Reproduce every line of the material below without any change.

(Given data):
------------------------------
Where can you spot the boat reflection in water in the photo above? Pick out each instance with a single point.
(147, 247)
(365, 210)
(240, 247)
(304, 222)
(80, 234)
------------------------------
(Task response):
Where can you spot the boat reflection in water in the photo above? Pick out each instance with a single point.
(147, 247)
(365, 210)
(240, 247)
(304, 222)
(80, 234)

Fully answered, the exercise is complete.